* Start Text provided *

United Church of Jaffrey
3/17/19
Luke 13:31-35; An Excerpt from a speech by Greta Thunberg
Pipe?
I begin this morning, by describing for you a painting by the 20th century French Surrealist painter, Rene Magritte.
The painting is not hard to describe.
It is a pipe – not a lead pipe, mind you, but the kind of pipe that one would use to smoke tobacco.
The simple brown pipe sits squarely in the middle of the canvas, all by itself against a tan background.
It is quite an elegant, lovely object.
The only other thing in the painting is a caption that is painted in an unmistakably clean and legible script…
The caption states:
Which is French for “This is not a pipe.”
What?
You look at the painting, and you say to yourself, “Yes it is! It is a pipe!”
It’s like you are having an argument with the painting.
Your mind looks at the pipe and says “That is a pipe,” but the words in the painting itself contradict you by stating flat out: “This is not a pipe.”
So which is it?
Is it a pipe?
Or isn’t it a pipe?
Moon?
If this pipe, not a pipe business has you confused, consider this story from the Buddhist tradition.
One day, the Buddha’s favorite disciple, Ananda came up to him and said:
“I pray that the Buddha will take pity on me and…pull out my doubts by the roots…”

* End Text provided *
* Start Data segment *

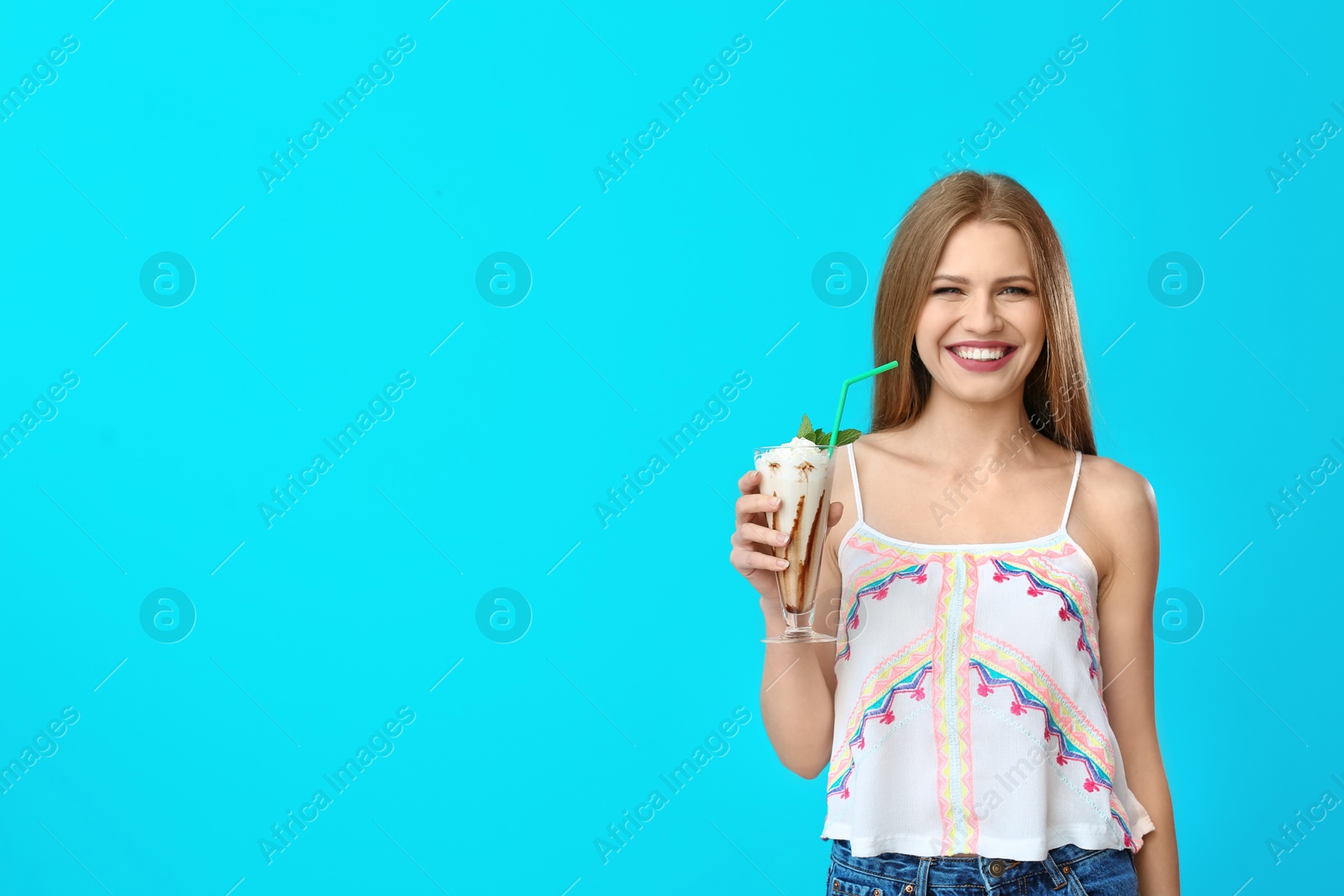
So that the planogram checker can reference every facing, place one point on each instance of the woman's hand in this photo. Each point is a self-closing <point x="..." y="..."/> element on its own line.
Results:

* End Data segment *

■ What to do ■
Rewrite the part of the sermon that opens with the words containing "So which is" and closes with "the Buddhist tradition.", putting "puzzled" in place of "confused". None of the material affects what comes next.

■ Task solution ■
So which is it?
Is it a pipe?
Or isn’t it a pipe?
Moon?
If this pipe, not a pipe business has you puzzled, consider this story from the Buddhist tradition.